DOCUMENT SECTION —
######

In this scenario, we have a root path / and a /router path. When a valid request hits the virtual gateway, it will be matched against the longer path, meaning that a request for /router will not be matched against the root path because / is shorter than /router. This prevents double-ups in responses to requests.

Implementing the Architecture

Now that we've declared our virtual gateway in App Mesh, let's implement it in ECS. While our virtual nodes were previously implemented by spinning up an Envoy proxy as a sidecar to the main application container in our tasks, a virtual gateway is implemented by configuring Envoy to run alone as the main container in a task.

Incoming traffic will reach Envoy directly, which will be listening on the same port we configured in 04a-color-gateway.json, and Envoy will implement the upstream virtual gateway using the same environment variable as previously - APPMESH_RESOURCE_ARN. This means that we'll be opening ports on the Envoy container directly, instead of on another container in the task, because Envoy is the main container for the virtual gateway.

We'll start with the task definition.



















































// 04c-gateway-td.json
{
    "family": "gateway",
    "taskRoleArn": "<ecs-task-role-arn>",
    "executionRoleArn": "<ecs-task-execution-role-arn>",
    "networkMode": "awsvpc",
    "containerDefinitions": [
        {         
            "name" : "envoy-proxy",
            "image" : "840364872350.dkr.ecr.ap-southeast-2.amazonaws.com/aws-appmesh-envoy:v1.27.0.0-prod",
            "cpu": 256,
            "memory": 512,
            "portMappings": [
                {
                    "containerPort": 80,
                    "protocol": "tcp",
                    "name": "gateway-port"

######

DATASET RECORDS —

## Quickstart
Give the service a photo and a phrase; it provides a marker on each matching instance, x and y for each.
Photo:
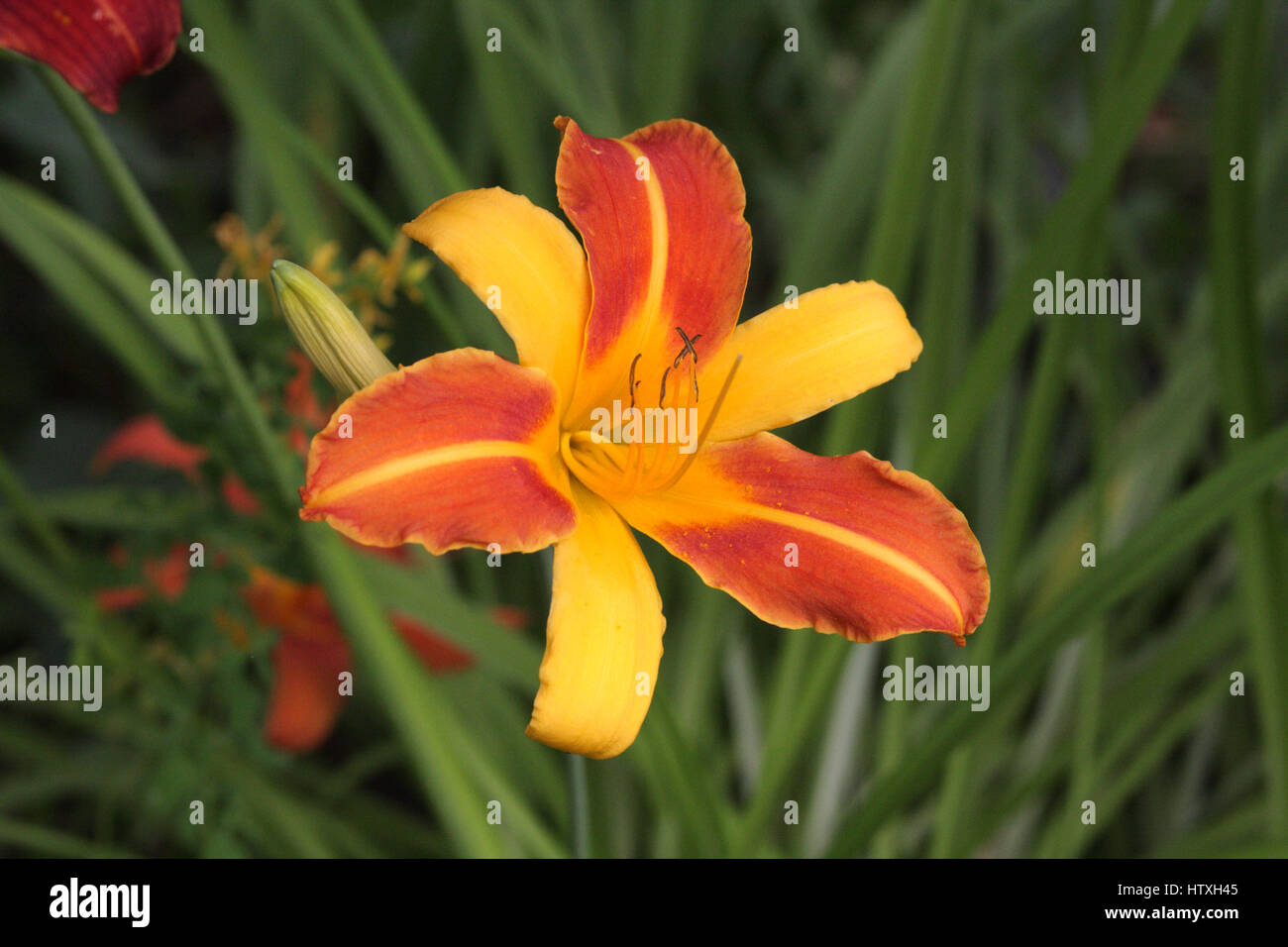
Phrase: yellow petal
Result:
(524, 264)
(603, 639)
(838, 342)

######

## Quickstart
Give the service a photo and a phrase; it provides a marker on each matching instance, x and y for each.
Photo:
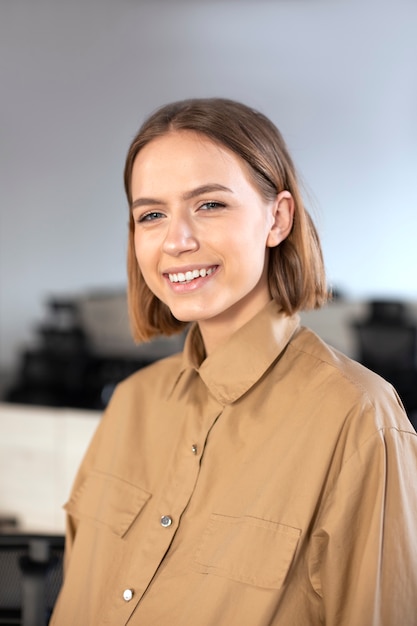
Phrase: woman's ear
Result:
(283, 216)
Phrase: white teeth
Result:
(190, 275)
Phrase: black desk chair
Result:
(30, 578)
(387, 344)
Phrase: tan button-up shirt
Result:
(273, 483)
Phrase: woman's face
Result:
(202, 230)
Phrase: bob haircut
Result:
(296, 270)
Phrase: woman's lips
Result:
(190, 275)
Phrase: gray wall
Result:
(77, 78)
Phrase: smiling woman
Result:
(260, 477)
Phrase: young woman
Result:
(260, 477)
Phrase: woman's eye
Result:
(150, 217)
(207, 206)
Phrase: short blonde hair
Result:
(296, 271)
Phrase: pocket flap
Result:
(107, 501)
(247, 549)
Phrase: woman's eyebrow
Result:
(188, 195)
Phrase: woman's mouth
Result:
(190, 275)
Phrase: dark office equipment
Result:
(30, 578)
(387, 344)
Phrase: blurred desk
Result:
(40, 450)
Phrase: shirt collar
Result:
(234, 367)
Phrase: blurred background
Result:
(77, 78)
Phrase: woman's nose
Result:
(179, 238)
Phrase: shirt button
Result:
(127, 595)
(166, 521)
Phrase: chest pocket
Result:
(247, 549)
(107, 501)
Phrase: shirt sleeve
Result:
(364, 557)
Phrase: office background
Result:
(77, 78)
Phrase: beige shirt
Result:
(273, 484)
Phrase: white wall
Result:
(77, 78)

######

SET OF TASKS —
1 - In the App Mesh virtual gateway tutorial, which environment variable does Envoy use to implement the upstream virtual gateway?
2 - Write the next part of the App Mesh virtual gateway tutorial, picking up right after its final line.

TASK-BY-TASK OUTPUTS —
1 - APPMESH_RESOURCE_ARN

2 -
                }
            ],
            "essential" : true,
            "environment" : [
                {
                    "name" : "APPMESH_RESOURCE_ARN",
                    "value" : "arn:aws:appmesh:<your-region>:<your-account-id>:mesh/color-mesh/virtualGateway/color-gateway"
                }
            ],
            "logConfiguration": {
                "logDriver": "awslogs",
                "options": {
                    "awslogs-group": "color-mesh",
                    "awslogs-region": "<your-region>",
                    "awslogs-create-group": "true",
                    "awslogs-stream-prefix": "04e-gateway"
                }
            },
            "startTimeout": 30,
            "healthCheck" : {
                "command" : [ "CMD-SHELL", "curl -s http://localhost:9901/server_info | grep state | grep -q LIVE" ],
                "interval" : 5,
                "retries" : 3,
                "startPeriod" : 10,
                "timeout" : 2
            }
        }
    ],
    "requiresCompatibilities": [
        "FARGATE"
    ],
    "cpu": "256",
    "memory": "512"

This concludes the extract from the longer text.